Task to complete »
Gather every line in the material below that contains the string "reflection", counting uppercase and lowercase letters as different.
◆ ◆ ◆
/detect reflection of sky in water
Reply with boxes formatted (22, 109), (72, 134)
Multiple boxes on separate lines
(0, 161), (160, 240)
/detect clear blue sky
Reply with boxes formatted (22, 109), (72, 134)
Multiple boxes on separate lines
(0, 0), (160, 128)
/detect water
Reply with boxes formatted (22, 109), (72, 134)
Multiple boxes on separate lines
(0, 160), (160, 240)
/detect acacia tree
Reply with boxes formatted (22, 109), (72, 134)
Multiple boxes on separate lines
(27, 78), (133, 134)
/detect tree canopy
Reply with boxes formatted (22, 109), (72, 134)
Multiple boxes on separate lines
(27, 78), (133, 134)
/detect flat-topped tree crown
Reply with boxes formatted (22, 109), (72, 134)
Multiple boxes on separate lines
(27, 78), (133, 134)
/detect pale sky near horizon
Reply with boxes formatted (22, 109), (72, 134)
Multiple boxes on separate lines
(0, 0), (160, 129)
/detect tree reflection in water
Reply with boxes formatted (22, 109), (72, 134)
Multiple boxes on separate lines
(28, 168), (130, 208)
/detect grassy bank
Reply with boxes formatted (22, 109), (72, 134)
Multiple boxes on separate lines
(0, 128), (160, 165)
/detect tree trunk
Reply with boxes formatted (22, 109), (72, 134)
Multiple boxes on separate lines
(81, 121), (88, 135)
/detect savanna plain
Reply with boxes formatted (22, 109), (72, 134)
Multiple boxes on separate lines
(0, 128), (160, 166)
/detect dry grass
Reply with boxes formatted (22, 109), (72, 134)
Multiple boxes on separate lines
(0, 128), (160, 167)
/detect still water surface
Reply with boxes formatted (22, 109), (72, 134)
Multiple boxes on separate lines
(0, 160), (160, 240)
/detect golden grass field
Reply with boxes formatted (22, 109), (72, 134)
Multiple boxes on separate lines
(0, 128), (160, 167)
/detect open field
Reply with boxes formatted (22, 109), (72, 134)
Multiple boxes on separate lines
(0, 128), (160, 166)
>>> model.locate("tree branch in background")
◆ ◆ ◆
The response »
/detect reflection of sky in water
/detect tree reflection in water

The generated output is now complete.